Text provided ->
An atomic proposition is a statement which evaluates to true/false and cannot be divided into simpler logic statements. For biological systems specifications the set of atomic properties usually comprises (but is not limited to) arithmetic expressions of the form {A}≍r, where {A} denotes the concentration of species/protein A, ≍ ∈{<,<=,=,>=,>} and $r\in ℝ$. In addition {A} can be prefixed with the difference/differential operator d such that d({A}) represents the rate of change for concentration {A} from the current to the next timepoint.

Conversely a Boolean proposition is a compound statement comprising a Boolean operator and logic proposition(s) (denoted here by ϕ):

• ¬ϕ (not): The negation of logic proposition ϕ is true i.e. ϕ is false.

• ϕ ₁∧ϕ ₂ (and): logic proposition ϕ ₁ is true and logic proposition ϕ ₂ is true.

• ϕ ₁∨ϕ ₂ (or): logic proposition ϕ ₁ is true or logic proposition ϕ ₂ is true.

• ϕ ₁⇒ϕ ₂ (implication): logic proposition ϕ ₁ is true implies logic proposition ϕ ₂ is true.

• ϕ ₁⇔ϕ ₂ (equivalence): logic proposition ϕ ₁ is true equivalent to logic proposition ϕ ₂ is true.

where ¬ is a unary Boolean operator, and ∧,∨,⇒,⇔ are binary Boolean operators.

Finally temporal propositions are used to reason about how the system changes over time. They comprise a temporal operator and logic proposition(s):

• F ϕ (Future): Eventually logic proposition ϕ holds.

• G ϕ (Globally): Logic proposition ϕ holds always.

• ϕ ₁ U ϕ ₂ (Until): Logic proposition ϕ ₁ holds until logic proposition ϕ ₂ holds.

• X ϕ (neXt): Logic proposition ϕ holds in the next time point.

where F, G, U, X are temporal operators.

Bounded Linear Temporal Logic (BLTL) [17],[18] is an extension of LTL where a bounded time interval is associated to the temporal operators:

• F[ a,b] ϕ: Eventually logic proposition ϕ holds within the time interval [ a,b].

• G[ a,b] ϕ: Logic proposition ϕ holds always within the time interval [ a,b].

• ϕ ₁ U[ a,b] ϕ ₂: Logic proposition ϕ ₁ holds until logic proposition ϕ ₂ holds within the time interval [ a,b].

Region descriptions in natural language

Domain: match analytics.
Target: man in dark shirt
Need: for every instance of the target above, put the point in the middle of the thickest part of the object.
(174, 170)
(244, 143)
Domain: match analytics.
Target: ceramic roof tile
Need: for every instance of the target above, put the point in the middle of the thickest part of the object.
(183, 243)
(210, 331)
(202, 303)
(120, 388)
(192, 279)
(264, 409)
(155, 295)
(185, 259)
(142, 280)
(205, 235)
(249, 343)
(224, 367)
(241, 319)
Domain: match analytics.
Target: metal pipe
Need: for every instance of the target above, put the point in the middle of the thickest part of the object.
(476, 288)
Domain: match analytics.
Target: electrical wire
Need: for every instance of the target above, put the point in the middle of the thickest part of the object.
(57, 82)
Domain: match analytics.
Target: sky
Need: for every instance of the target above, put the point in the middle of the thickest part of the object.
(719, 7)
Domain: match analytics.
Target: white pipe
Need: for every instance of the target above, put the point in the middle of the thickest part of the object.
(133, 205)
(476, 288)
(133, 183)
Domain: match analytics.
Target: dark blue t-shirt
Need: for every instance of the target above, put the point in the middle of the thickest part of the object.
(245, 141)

Task item A -> In the text on logic propositions, what does d({A}) represent?
Task item B -> Please reproduce the text on logic propositions word for word, starting with "Conversely a Boolean" and going on through "or logic proposition ϕ ₂ is true.".

Final answer A -> The rate of change for concentration {A} from the current to the next timepoint.

Final answer B ->
Conversely a Boolean proposition is a compound statement comprising a Boolean operator and logic proposition(s) (denoted here by ϕ):

• ¬ϕ (not): The negation of logic proposition ϕ is true i.e. ϕ is false.

• ϕ ₁∧ϕ ₂ (and): logic proposition ϕ ₁ is true and logic proposition ϕ ₂ is true.

• ϕ ₁∨ϕ ₂ (or): logic proposition ϕ ₁ is true or logic proposition ϕ ₂ is true.